# Written exercise
Copy out the lines starting with the line that contains "of the white" and going on through the line that contains "point(107, 9)", swapping "instance" for "occurrence" and leaving everything else unchanged.
=== Given records ===
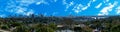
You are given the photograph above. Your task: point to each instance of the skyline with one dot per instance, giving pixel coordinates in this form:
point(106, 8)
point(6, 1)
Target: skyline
point(60, 7)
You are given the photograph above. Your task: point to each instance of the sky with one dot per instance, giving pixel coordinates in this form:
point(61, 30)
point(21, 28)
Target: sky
point(60, 7)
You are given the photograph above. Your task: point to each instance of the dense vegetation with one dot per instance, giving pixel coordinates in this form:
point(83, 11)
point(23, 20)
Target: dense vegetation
point(35, 23)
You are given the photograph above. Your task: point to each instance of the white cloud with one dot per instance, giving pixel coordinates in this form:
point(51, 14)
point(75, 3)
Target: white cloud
point(106, 10)
point(20, 7)
point(29, 13)
point(69, 5)
point(2, 15)
point(106, 1)
point(79, 7)
point(54, 13)
point(118, 10)
point(64, 2)
point(41, 2)
point(98, 6)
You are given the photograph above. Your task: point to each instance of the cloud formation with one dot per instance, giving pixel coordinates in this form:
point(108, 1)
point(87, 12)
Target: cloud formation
point(107, 9)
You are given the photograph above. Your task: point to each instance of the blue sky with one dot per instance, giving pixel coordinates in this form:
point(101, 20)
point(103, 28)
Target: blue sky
point(60, 7)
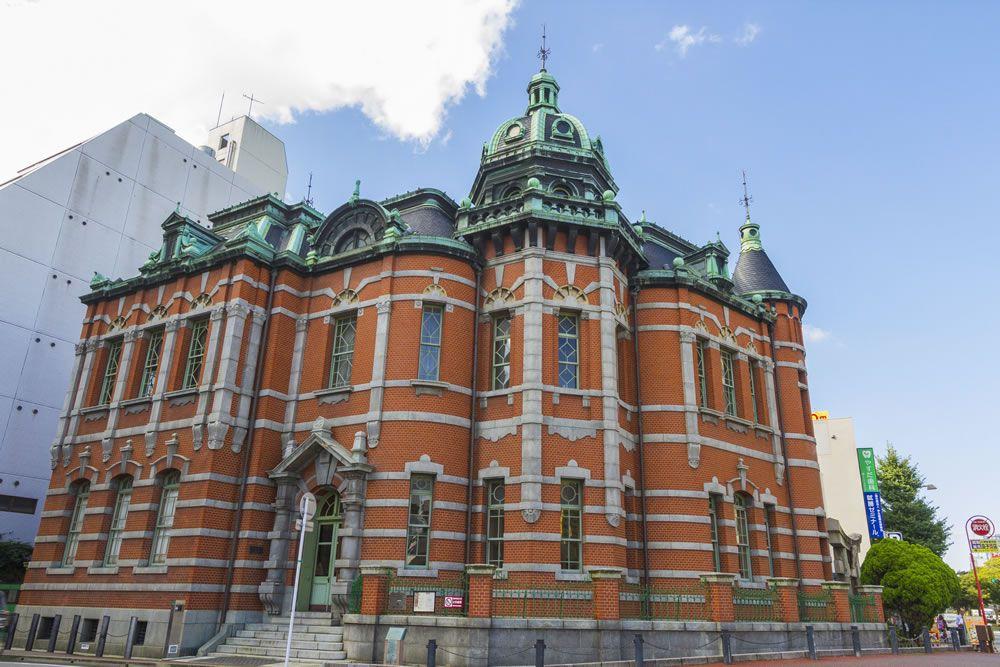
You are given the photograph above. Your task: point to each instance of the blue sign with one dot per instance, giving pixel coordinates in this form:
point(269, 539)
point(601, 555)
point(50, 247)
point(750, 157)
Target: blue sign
===
# Task solution
You are given the photograph above. Your task: point to each occurrence of the white cloud with one dot per occurrence, giving pixel coordinates in this form:
point(51, 14)
point(75, 3)
Target: white cloud
point(106, 10)
point(20, 7)
point(29, 13)
point(69, 5)
point(2, 15)
point(106, 1)
point(79, 7)
point(54, 13)
point(118, 10)
point(64, 2)
point(41, 2)
point(98, 6)
You are given the photograph above. Your task: point to each occurrence of the cloud formation with one dot per occurrence, giving pixel coordinates in this form:
point(108, 1)
point(87, 12)
Target: cloud formation
point(107, 9)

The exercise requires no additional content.